YOUR OBJECTIVE:
Extract the items from the first line through the line holding "top-left (569, 416), bottom-right (979, 536)", including both ends, and reproduce them word for word.

== DATA SECTION

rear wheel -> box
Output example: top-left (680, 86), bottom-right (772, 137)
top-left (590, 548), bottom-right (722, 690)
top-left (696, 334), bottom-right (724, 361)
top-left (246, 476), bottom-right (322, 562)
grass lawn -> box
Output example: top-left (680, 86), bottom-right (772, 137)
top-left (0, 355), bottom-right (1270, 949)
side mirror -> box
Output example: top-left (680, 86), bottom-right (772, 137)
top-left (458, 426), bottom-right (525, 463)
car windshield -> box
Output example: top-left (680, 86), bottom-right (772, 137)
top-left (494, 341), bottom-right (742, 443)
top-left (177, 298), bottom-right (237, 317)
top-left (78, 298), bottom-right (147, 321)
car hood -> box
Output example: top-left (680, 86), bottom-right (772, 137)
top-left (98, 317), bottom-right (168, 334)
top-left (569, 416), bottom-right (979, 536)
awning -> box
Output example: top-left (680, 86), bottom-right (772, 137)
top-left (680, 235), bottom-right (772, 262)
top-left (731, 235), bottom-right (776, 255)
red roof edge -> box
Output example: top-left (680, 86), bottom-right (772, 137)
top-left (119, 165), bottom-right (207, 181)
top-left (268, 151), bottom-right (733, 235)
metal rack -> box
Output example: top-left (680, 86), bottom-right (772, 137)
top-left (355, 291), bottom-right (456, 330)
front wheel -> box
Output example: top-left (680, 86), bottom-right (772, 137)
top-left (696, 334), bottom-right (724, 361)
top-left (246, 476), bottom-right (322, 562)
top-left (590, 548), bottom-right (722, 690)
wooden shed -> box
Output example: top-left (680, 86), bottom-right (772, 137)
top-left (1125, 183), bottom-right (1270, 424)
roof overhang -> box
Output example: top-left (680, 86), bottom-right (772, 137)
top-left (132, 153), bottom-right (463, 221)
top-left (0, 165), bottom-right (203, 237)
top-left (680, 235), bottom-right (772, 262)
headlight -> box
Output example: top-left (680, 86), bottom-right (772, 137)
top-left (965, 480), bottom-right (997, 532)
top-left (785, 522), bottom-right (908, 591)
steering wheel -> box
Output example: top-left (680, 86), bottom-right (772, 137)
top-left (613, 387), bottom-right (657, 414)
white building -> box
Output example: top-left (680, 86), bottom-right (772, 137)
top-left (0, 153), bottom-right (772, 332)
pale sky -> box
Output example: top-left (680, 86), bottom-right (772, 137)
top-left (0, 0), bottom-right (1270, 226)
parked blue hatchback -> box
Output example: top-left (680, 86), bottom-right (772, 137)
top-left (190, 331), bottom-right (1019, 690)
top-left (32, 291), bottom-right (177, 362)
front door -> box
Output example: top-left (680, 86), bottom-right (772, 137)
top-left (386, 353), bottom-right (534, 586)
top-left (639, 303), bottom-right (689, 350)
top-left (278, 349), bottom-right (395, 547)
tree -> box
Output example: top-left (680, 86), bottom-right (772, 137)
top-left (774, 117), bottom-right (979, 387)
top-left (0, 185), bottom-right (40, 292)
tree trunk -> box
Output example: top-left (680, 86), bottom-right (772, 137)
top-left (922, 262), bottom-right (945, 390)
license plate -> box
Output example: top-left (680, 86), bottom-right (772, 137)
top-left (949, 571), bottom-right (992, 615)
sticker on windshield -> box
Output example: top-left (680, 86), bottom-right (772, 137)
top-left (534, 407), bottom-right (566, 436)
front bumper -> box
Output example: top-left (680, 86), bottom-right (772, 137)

====

ANSWER TO THE PROBLEM:
rear wheel -> box
Output example: top-left (680, 86), bottom-right (772, 137)
top-left (590, 548), bottom-right (722, 690)
top-left (696, 334), bottom-right (724, 361)
top-left (246, 476), bottom-right (322, 562)
grass lawn -> box
Output example: top-left (680, 86), bottom-right (772, 137)
top-left (0, 355), bottom-right (1270, 949)
side mirror -> box
Output example: top-left (680, 86), bottom-right (772, 137)
top-left (458, 426), bottom-right (525, 463)
car windshield -> box
Output example: top-left (680, 86), bottom-right (772, 137)
top-left (494, 341), bottom-right (742, 443)
top-left (177, 298), bottom-right (237, 317)
top-left (78, 298), bottom-right (147, 321)
car hood -> box
Output example: top-left (680, 86), bottom-right (772, 137)
top-left (98, 317), bottom-right (168, 334)
top-left (569, 416), bottom-right (979, 536)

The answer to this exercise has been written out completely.